§ About this exercise
Could you reproduce the lines below from the one with "box: [8, 301, 109, 377]" through the one with "positive clicks: (125, 293)"? Keep both ends and add nothing.

[Data excerpts]

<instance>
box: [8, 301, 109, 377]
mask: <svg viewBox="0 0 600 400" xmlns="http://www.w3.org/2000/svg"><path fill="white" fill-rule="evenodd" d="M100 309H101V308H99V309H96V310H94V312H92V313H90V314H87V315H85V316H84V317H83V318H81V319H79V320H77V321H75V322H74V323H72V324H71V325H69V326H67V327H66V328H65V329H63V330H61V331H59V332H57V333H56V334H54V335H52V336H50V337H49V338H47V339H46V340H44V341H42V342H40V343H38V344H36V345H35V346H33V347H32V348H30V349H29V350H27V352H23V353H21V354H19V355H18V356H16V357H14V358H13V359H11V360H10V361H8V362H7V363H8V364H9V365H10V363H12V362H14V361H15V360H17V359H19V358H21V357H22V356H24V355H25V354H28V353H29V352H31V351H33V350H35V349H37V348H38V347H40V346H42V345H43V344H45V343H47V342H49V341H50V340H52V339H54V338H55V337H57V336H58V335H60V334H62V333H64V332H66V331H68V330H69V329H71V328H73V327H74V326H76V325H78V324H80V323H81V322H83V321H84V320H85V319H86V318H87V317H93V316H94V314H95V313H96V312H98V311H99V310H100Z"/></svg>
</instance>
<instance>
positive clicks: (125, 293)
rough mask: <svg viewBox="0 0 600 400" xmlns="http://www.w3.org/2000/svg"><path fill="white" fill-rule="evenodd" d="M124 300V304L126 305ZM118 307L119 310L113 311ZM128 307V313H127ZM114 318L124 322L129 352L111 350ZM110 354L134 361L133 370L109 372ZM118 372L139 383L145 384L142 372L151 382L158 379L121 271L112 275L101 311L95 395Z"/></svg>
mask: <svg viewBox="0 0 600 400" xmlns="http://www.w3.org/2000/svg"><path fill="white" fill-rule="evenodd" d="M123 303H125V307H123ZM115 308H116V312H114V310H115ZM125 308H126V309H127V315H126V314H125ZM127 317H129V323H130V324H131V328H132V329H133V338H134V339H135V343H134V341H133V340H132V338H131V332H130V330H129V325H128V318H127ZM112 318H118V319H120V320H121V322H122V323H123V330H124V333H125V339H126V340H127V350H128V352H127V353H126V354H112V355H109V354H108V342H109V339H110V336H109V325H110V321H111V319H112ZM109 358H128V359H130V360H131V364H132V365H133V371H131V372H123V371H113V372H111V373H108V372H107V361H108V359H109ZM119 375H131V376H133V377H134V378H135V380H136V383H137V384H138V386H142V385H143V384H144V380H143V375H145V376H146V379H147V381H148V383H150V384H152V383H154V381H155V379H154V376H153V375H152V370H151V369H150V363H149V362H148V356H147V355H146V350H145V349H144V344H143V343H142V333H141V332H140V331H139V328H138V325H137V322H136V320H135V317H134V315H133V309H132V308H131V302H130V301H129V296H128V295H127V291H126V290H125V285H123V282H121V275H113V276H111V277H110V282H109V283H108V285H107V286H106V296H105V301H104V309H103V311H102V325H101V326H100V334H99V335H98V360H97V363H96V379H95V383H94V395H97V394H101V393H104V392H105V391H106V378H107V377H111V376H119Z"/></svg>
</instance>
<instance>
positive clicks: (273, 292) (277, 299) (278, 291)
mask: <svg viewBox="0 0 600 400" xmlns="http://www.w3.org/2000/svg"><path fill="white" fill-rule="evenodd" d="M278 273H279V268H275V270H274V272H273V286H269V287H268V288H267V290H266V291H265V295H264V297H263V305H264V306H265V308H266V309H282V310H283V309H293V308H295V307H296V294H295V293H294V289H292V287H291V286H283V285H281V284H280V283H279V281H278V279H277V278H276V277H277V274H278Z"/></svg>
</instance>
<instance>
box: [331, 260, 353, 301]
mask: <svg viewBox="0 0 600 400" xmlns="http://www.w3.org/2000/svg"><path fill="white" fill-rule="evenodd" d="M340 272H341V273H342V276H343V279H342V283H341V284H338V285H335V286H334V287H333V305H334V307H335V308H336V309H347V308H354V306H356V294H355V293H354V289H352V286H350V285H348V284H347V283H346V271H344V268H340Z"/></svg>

§ Result of this task
box: [8, 301, 109, 377]
mask: <svg viewBox="0 0 600 400" xmlns="http://www.w3.org/2000/svg"><path fill="white" fill-rule="evenodd" d="M100 309H101V308H99V309H96V310H94V312H92V313H90V314H87V315H85V316H84V317H83V318H81V319H79V320H77V321H75V322H74V323H72V324H71V325H69V326H67V327H66V328H65V329H63V330H61V331H59V332H57V333H56V334H54V335H52V336H50V337H49V338H47V339H46V340H44V341H42V342H40V343H38V344H36V345H35V346H33V347H32V348H30V349H29V350H27V352H23V353H21V354H19V355H18V356H16V357H14V358H13V359H11V360H10V361H8V362H7V363H8V364H9V365H10V363H12V362H14V361H15V360H17V359H19V358H21V357H22V356H24V355H25V354H28V353H29V352H31V351H33V350H35V349H37V348H38V347H40V346H42V345H43V344H45V343H47V342H49V341H50V340H52V339H54V338H55V337H57V336H58V335H60V334H62V333H64V332H66V331H68V330H69V329H71V328H73V327H74V326H76V325H78V324H80V323H81V322H83V321H84V320H85V319H86V318H87V317H93V316H94V314H95V313H96V312H98V311H99V310H100Z"/></svg>
</instance>
<instance>
positive clicks: (125, 293)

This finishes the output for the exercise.